## Raw data
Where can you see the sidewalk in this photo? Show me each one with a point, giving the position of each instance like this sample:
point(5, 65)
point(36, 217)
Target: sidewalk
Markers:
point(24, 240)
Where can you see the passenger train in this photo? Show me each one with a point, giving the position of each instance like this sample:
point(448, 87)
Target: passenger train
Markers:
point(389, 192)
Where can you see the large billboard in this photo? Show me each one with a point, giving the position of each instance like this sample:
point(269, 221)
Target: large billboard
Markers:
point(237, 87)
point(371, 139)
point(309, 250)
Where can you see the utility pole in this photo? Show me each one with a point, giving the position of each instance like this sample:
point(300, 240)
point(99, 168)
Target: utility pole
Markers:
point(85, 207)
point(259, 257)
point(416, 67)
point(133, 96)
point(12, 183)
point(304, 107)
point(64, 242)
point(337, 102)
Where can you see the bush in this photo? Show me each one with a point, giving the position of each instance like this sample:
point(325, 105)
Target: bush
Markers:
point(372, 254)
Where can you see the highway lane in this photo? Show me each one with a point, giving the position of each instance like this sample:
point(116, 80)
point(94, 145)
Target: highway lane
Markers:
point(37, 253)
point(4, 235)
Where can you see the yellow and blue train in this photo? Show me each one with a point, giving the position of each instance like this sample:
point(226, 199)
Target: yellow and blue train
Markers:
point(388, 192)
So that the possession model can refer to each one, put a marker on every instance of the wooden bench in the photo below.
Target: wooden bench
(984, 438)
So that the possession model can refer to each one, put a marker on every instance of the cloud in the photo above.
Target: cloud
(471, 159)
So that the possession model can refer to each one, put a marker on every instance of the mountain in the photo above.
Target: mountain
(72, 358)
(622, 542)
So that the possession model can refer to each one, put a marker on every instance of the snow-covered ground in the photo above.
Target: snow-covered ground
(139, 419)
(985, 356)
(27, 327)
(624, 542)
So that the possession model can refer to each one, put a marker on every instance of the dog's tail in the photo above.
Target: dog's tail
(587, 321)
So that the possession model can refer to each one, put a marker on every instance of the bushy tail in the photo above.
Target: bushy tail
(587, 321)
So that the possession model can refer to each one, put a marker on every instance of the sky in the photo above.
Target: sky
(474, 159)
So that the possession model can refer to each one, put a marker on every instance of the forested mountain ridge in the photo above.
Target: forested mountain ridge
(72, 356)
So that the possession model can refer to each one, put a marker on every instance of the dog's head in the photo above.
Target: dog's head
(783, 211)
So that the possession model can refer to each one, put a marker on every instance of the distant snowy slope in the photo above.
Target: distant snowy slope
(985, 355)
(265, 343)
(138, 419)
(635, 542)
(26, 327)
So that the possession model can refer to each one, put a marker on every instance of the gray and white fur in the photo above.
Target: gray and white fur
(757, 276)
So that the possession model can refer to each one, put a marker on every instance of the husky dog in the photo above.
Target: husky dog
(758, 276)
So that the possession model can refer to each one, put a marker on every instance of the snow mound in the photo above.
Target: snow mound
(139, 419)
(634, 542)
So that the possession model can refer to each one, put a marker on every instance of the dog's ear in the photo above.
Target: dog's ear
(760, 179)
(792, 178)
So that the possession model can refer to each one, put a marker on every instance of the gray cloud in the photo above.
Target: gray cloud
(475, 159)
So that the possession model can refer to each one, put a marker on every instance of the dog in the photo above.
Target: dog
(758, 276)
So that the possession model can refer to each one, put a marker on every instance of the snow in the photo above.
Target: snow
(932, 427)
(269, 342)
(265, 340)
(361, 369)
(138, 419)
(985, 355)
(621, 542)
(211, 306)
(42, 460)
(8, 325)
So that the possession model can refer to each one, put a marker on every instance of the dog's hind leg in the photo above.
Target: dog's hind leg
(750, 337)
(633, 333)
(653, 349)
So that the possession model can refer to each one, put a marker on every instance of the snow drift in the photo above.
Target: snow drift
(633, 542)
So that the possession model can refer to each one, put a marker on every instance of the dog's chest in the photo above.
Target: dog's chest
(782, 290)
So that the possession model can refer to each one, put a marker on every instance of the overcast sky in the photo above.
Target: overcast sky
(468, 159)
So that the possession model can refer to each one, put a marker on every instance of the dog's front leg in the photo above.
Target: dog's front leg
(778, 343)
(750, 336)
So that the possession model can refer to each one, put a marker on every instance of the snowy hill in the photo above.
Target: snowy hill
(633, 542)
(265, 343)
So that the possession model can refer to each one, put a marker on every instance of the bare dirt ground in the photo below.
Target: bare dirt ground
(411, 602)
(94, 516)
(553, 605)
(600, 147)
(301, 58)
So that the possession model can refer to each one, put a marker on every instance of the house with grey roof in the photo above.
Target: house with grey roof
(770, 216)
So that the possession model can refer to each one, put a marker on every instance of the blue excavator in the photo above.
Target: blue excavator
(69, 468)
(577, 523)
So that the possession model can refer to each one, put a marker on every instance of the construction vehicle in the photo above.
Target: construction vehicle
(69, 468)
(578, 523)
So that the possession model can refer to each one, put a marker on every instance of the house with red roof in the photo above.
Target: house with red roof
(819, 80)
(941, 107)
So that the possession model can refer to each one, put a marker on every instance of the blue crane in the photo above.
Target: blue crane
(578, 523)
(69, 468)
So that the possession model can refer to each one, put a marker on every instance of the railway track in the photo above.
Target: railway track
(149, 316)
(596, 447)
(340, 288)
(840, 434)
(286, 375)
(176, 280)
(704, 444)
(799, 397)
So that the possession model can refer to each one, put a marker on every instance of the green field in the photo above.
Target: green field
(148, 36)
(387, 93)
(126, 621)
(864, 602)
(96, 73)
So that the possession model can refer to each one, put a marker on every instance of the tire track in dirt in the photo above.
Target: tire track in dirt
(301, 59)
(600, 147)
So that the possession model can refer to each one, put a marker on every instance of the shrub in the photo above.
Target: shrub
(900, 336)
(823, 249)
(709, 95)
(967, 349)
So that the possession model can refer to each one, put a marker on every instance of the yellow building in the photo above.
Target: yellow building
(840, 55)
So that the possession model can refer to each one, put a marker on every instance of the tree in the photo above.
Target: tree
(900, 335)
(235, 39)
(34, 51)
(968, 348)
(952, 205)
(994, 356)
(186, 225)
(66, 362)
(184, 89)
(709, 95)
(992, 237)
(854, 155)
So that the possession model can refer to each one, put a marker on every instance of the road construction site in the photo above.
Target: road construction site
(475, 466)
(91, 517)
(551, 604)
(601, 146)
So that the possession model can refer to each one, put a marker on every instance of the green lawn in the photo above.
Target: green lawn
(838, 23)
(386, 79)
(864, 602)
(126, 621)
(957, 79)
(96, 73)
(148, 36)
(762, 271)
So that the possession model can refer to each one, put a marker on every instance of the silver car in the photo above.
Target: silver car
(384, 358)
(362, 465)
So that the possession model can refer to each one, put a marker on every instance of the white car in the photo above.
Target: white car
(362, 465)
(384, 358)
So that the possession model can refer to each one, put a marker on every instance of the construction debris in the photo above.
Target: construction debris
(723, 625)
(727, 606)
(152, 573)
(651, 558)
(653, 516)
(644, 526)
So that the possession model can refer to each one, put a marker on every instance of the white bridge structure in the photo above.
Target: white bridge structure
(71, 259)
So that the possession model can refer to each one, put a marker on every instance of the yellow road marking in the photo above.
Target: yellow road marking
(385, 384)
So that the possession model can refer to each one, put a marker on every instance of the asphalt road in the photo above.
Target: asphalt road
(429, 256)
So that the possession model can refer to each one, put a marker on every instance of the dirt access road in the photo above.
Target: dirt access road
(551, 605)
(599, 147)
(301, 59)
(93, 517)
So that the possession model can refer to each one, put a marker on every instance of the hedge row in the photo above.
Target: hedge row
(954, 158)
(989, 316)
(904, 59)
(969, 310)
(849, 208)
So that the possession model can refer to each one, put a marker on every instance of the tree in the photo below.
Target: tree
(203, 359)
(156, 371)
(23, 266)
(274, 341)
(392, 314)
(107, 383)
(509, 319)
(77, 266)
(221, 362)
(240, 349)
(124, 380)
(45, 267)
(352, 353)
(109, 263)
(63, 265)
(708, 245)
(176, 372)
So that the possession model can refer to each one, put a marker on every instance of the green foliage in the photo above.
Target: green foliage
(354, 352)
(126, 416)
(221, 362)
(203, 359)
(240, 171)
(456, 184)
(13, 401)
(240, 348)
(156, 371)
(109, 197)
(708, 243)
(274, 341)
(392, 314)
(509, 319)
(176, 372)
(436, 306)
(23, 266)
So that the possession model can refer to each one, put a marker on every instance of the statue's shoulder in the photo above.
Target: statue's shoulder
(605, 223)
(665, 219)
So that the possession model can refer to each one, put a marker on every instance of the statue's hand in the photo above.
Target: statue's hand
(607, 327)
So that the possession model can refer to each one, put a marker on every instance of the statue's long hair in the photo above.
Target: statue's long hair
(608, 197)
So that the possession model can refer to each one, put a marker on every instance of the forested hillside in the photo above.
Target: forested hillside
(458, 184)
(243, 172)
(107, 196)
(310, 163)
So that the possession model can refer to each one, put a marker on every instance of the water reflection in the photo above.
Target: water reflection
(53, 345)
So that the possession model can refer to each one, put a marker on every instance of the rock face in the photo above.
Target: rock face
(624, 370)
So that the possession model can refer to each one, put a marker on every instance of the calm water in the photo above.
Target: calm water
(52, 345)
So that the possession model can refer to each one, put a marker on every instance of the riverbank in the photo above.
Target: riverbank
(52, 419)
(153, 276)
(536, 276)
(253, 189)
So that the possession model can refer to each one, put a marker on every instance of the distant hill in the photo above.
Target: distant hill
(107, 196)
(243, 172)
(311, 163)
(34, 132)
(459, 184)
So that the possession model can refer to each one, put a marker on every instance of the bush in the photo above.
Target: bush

## Exercise instructions
Using the listing above, return all lines where the word "sidewalk" occurs.

## Answer section
Where can you see the sidewalk in this photo? Show me each one with a point, giving the position of each instance like this sample:
Target: sidewalk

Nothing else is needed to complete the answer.